● **Latihan**: Salin lagi bagian teks bacaan dari "Dalam kapasitasnya sebagai" sampai "Gloria Macapagal-Aroyo (2009).", lalu ganti "konflik horizontal" dengan "pertikaian antarwarga".

Peran kepemimpinan (leadership) menjadi sedemikian penting . Setiap pimpinan organisasi kemasyarakatan, tokoh berpengaruh (influenced leader), maupun pejabat publik pemerintahan semuanya harus menyadari dan memahami pengalaman kemanusiaan (new humanity experience), katanya.

DR Sinyo Harry Sarundajang sebagai Gubernur Sulut telah berhasil mengembangkan model kepemimpinan masyarakat majemuk sehingga tercipta masyarakat yang harmonis di Sulut. Demikian juga tatkala tahun 2002 Sarundajang mendapat tugas sebagai Pejabat Gubernur Maluku Utara dan tahun 2003 sebagai Pejabat Gubernur Maluku, sekaligus sebagai penguasa darurat sipil di kedua wilayah konflik tersebut.

Dalam kapasitasnya sebagai pemimpin tersebut, DR. Sinyo Harry Sarundajang berhasil menyelesaikan konflik horizontal di kedua provinsi tersebut dan berhasil mengembalikan situasi masyarakat ke keadaan kondusif.

Kiprah dan prestasi tersebut mengantar DR. Sinyo Harry Sarundajang sebagai penerima beberapa penghargaan , antara lain BIntang Jasa Utama (2004), Bintang Mahaputra Utama (2009), dan Anugerah Presidential Citation Award yang diserahkan langusng Presiden Philipina : Gloria Macapagal-Aroyo (2009).

● **Bahan**:

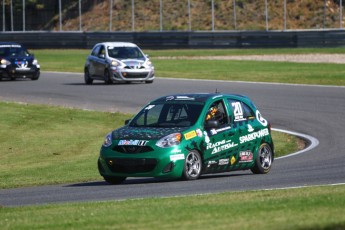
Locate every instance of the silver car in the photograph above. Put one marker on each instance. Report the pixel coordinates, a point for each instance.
(118, 62)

● **Jawaban**:
Dalam kapasitasnya sebagai pemimpin tersebut, DR. Sinyo Harry Sarundajang berhasil menyelesaikan pertikaian antarwarga di kedua provinsi tersebut dan berhasil mengembalikan situasi masyarakat ke keadaan kondusif.

Kiprah dan prestasi tersebut mengantar DR. Sinyo Harry Sarundajang sebagai penerima beberapa penghargaan , antara lain BIntang Jasa Utama (2004), Bintang Mahaputra Utama (2009), dan Anugerah Presidential Citation Award yang diserahkan langusng Presiden Philipina : Gloria Macapagal-Aroyo (2009).